◆ Problem description
Express the lines from the line with "trace car hood, every instance" to the line with "362 269 L 338" as a JSON list of strings, one string per line, leaving out any blank lines.

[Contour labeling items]
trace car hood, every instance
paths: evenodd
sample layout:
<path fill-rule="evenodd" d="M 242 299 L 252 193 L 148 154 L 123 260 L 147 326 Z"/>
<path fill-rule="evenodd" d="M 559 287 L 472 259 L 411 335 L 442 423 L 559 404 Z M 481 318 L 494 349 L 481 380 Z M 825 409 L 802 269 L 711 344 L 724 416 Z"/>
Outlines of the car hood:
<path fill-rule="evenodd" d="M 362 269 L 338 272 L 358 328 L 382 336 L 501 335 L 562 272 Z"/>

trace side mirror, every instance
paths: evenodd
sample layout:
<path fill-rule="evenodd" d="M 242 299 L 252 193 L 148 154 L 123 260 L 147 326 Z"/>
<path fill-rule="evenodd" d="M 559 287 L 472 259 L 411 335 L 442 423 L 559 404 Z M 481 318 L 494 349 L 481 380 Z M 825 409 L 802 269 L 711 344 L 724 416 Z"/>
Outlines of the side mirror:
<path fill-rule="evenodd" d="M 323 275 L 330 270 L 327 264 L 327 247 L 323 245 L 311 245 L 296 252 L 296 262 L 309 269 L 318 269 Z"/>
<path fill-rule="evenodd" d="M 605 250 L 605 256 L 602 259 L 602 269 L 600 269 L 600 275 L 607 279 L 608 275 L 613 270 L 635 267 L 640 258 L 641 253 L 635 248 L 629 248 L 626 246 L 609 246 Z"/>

--

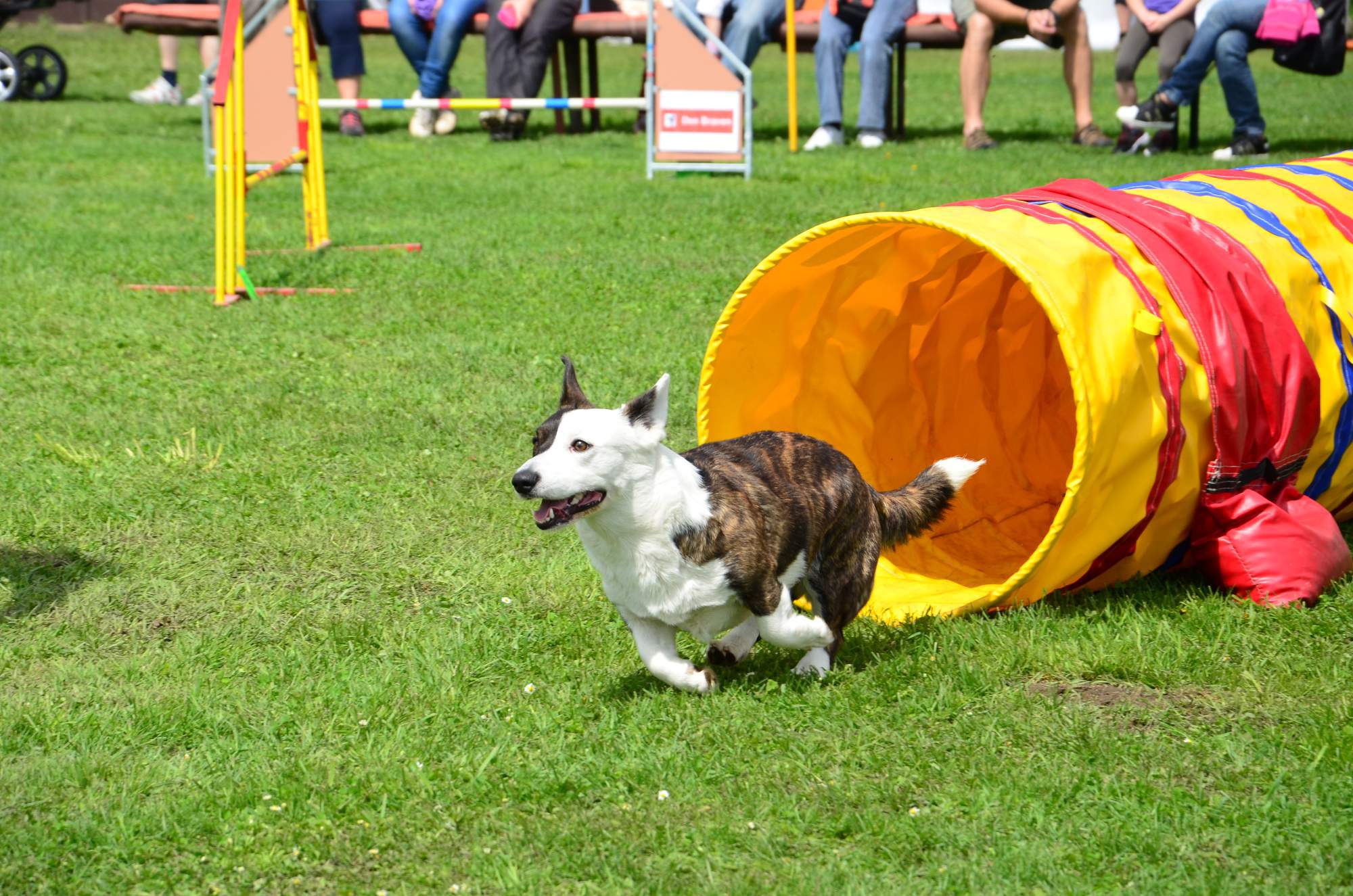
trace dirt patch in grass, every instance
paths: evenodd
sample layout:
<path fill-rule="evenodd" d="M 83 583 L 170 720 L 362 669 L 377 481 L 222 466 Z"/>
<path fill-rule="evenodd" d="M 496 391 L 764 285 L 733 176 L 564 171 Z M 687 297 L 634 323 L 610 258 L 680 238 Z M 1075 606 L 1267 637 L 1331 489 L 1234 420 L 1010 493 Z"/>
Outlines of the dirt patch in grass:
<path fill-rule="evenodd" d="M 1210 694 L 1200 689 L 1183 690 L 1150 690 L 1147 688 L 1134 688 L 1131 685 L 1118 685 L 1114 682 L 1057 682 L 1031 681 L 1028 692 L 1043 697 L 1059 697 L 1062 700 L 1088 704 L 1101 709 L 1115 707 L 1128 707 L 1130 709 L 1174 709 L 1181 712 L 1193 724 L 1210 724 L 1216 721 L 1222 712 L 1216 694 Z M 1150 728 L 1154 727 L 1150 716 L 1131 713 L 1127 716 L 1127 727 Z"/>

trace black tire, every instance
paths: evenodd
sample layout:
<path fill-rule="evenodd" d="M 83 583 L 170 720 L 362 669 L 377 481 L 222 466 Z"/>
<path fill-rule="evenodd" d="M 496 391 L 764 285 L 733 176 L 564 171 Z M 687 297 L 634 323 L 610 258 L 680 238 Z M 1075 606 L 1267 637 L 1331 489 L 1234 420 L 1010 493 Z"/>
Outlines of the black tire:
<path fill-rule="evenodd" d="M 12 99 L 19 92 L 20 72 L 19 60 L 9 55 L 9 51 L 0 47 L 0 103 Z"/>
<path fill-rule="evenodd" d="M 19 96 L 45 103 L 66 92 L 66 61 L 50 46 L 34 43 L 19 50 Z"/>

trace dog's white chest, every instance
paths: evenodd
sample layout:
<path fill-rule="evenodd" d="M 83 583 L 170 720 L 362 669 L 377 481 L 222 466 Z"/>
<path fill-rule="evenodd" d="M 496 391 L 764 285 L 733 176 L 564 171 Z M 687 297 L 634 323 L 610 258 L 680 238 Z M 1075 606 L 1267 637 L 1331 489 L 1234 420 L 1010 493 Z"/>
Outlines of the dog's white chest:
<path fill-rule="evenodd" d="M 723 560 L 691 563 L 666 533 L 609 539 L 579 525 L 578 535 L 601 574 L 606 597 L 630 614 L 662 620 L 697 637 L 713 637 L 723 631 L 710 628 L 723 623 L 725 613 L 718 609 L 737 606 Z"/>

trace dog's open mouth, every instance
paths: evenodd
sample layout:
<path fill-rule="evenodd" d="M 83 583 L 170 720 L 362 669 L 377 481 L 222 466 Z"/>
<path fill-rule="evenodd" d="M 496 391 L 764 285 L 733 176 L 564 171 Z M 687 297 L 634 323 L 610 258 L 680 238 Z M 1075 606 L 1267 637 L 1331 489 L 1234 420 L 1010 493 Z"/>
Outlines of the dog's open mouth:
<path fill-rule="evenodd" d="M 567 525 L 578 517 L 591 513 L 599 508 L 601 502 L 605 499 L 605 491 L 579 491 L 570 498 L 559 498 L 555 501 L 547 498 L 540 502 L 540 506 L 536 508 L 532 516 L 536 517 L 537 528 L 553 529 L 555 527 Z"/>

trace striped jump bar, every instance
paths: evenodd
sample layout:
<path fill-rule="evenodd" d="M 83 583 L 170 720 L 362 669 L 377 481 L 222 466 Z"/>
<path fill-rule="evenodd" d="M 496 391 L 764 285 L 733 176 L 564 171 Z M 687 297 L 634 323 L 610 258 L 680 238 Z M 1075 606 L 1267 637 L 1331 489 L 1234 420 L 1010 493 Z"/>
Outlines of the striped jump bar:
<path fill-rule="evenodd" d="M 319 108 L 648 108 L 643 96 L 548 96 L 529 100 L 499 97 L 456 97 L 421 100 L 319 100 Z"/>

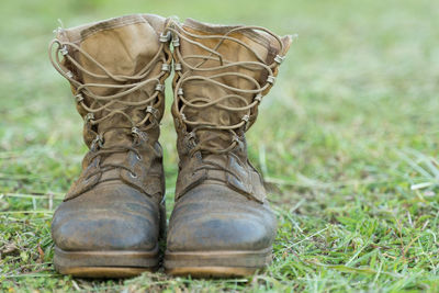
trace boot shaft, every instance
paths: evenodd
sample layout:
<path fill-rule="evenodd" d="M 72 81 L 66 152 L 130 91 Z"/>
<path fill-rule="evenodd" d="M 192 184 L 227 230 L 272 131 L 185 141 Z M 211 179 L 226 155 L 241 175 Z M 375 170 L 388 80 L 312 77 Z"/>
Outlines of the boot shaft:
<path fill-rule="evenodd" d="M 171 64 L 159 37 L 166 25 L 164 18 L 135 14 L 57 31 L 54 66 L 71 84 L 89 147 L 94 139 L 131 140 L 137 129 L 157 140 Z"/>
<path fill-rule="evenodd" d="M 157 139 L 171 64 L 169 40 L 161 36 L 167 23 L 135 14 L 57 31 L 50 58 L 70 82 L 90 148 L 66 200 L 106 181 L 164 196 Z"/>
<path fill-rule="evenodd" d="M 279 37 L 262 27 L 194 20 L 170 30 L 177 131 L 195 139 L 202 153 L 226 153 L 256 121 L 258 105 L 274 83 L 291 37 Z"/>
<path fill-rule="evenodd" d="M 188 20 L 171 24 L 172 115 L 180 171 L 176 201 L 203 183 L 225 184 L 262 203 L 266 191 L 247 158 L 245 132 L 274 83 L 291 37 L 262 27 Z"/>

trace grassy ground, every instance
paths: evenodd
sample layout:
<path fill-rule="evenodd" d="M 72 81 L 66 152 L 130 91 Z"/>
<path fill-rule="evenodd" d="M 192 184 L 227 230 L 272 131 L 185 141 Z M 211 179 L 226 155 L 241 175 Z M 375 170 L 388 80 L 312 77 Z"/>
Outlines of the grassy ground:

* * *

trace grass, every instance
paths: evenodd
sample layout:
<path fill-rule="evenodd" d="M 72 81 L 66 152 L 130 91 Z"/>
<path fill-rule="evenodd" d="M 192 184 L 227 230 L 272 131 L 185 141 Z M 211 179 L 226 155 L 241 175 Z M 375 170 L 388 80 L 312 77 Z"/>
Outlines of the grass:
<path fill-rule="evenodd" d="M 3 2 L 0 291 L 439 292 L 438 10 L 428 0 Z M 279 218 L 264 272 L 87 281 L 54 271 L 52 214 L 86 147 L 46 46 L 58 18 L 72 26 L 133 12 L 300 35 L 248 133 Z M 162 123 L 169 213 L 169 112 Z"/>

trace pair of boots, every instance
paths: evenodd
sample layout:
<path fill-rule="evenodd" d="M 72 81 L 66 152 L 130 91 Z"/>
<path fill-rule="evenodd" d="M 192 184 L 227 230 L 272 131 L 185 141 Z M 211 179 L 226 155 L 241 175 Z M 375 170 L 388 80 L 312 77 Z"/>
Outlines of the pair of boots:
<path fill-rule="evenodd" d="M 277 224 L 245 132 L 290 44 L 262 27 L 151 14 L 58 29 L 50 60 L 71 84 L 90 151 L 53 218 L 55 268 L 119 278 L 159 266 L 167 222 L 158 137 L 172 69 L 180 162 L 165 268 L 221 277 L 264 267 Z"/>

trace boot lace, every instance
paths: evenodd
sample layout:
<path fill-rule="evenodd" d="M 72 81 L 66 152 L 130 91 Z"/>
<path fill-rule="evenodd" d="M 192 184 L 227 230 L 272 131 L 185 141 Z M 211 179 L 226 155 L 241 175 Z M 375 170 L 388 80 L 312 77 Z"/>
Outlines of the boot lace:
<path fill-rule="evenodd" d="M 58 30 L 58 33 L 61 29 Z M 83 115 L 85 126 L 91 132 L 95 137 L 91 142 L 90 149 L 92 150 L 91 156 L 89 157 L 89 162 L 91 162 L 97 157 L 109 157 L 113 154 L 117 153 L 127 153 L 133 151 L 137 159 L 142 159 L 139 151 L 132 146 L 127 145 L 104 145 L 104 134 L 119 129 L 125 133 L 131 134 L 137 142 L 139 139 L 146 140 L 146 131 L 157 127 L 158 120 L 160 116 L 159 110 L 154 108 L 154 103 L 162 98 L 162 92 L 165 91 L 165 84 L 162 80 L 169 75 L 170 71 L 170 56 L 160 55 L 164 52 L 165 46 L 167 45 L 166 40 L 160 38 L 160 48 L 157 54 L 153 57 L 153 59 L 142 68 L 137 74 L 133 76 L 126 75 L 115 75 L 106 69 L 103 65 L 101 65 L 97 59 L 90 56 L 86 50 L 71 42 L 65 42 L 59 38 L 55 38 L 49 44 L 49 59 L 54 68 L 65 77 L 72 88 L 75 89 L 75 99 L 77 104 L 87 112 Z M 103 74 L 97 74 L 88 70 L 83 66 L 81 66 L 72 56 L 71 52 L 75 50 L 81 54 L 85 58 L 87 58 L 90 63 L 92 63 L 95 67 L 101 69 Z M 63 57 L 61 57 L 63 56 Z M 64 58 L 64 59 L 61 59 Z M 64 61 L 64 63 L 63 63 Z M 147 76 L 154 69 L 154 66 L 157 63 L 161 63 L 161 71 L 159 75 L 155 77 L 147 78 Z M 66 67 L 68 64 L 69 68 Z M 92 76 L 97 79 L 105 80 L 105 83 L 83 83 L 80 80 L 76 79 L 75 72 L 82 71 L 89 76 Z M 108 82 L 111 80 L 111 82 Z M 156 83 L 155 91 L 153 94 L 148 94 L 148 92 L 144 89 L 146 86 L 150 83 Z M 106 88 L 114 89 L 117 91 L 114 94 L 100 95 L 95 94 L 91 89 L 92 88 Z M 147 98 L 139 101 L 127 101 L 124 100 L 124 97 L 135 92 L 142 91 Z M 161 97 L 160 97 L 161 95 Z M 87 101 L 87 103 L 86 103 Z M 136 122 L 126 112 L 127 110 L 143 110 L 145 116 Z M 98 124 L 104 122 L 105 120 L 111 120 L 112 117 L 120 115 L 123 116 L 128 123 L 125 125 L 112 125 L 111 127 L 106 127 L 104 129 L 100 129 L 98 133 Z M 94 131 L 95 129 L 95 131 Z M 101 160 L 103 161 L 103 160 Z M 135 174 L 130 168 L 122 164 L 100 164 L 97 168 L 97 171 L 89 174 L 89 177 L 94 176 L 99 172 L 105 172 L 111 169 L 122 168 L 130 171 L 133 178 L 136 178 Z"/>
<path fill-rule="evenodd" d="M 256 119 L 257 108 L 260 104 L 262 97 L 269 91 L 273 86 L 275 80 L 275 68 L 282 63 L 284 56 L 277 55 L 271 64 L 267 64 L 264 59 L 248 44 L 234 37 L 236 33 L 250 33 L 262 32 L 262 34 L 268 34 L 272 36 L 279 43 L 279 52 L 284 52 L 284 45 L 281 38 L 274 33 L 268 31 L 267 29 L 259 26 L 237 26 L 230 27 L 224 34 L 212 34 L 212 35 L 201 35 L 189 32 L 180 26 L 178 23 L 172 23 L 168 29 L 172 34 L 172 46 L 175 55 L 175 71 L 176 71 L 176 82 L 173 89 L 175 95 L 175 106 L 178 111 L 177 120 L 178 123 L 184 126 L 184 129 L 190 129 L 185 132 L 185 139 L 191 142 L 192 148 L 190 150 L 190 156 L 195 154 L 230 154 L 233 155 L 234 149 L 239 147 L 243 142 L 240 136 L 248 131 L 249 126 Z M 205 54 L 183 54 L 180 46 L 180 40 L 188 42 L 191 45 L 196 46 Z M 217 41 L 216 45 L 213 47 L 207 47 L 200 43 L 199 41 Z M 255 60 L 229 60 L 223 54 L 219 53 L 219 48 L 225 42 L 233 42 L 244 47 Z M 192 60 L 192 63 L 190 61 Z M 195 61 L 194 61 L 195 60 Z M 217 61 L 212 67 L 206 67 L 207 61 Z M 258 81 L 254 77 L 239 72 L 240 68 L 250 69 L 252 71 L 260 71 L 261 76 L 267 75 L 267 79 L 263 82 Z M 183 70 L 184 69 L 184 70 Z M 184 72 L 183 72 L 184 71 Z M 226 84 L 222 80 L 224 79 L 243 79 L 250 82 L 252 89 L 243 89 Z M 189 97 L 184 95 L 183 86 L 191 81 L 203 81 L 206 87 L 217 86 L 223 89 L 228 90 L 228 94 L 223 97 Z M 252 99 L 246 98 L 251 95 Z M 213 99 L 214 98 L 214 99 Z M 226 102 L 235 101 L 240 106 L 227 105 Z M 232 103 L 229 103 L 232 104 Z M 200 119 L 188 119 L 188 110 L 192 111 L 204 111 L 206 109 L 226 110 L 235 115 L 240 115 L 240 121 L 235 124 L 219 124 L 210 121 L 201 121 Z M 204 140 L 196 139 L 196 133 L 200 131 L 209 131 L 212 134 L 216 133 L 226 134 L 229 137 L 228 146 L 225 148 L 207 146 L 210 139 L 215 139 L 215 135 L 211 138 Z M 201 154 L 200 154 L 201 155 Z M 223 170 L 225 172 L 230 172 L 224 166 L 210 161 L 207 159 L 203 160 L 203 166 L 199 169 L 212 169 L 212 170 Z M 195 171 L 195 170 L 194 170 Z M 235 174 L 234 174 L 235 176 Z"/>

◆ Solution for this problem
[
  "trace car hood, every instance",
  "paths: evenodd",
  "sample layout:",
  "<path fill-rule=\"evenodd\" d=\"M 242 299 L 252 193 L 148 154 L 123 260 L 147 326 Z\"/>",
  "<path fill-rule=\"evenodd\" d=\"M 559 287 L 472 259 L 411 335 L 442 423 L 559 404 Z M 481 318 L 494 349 L 481 380 Z M 825 409 L 802 269 L 711 344 L 724 416 Z\"/>",
  "Outlines of the car hood:",
  "<path fill-rule=\"evenodd\" d=\"M 362 269 L 338 272 L 358 328 L 382 336 L 501 335 L 562 272 Z\"/>"
]